▶ **DIRECTIONS**
Reproduce the passage of the article about the Curtis twins' street stock racing from "Chase and Jaret" up to and including "Division II standings.".

▶ **DOCUMENT SEGMENT**
====================
Chase and Jaret Curtis are having nearly identical seasons racing street stocks across the northeast this summer.
The duo are first and second in the street stock points standings at Monadnock Speedway, and both are in the top 10 in the NASCAR Advance Auto Parts Weekly Racing Series Division II standings.
The twin seasons make sense for the brothers, who are also twins.
The Curtis brothers, from Rutland, Massachusetts, have raced at Monadnock – a NASCAR-sanctioned quarter-mile high-banked asphalt oval track in Winchester, New Hampshire – the most this season, choosing to race at their home track as much as possible to try for a track championship. Chase currently leads Jaret by four points in the track’s street stock standings.
But racing across the northeast at other tracks including Lee USA Speedway, Hudson Speedway, and Claremont Motorsports Park has helped the brothers climb the national points standings as well. Chase is currently third in Division II with three wins and 13 top fives in 15 starts, and Jaret is fifth with two wins and 12 top fives in 13 starts. Jaret is coming off a win last weekend.
"We’re always around the same speed so we’re always running together," Jaret said. "Usually near the front."
The 16-year-olds started racing when they were 11 after going to races throughout their childhood.
The sport is a family one for the Curtises. Both their grandfathers, their dad, and uncles had cars. The brothers would go to Monadnock, about 45 minutes from their home, to watch their dad race street stocks when they were growing up.
"It’s kind of just been in the family," Jaret said. "We were going to the track before we were even born. We’ve been kind of just going to the track every year because we were watching our dad. He still races sometimes but just now it’s kind of just focusing on us."
====================
▶ **DATA EXCERPT**

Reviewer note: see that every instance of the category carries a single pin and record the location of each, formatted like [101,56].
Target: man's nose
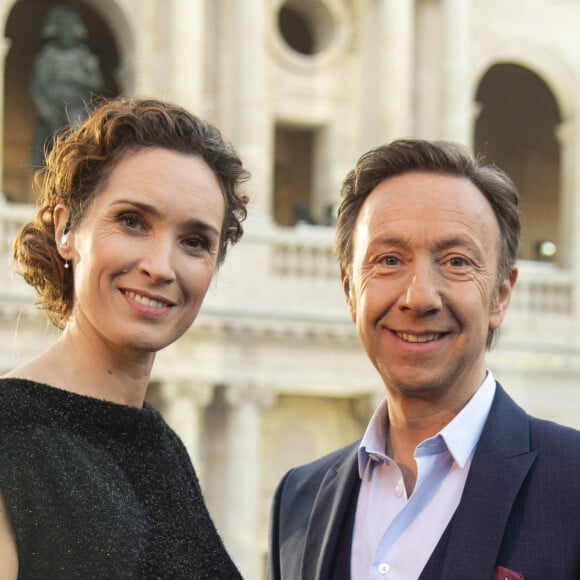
[422,294]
====================
▶ **SOLUTION**
Chase and Jaret Curtis are having nearly identical seasons racing street stocks across the northeast this summer.
The duo are first and second in the street stock points standings at Monadnock Speedway, and both are in the top 10 in the NASCAR Advance Auto Parts Weekly Racing Series Division II standings.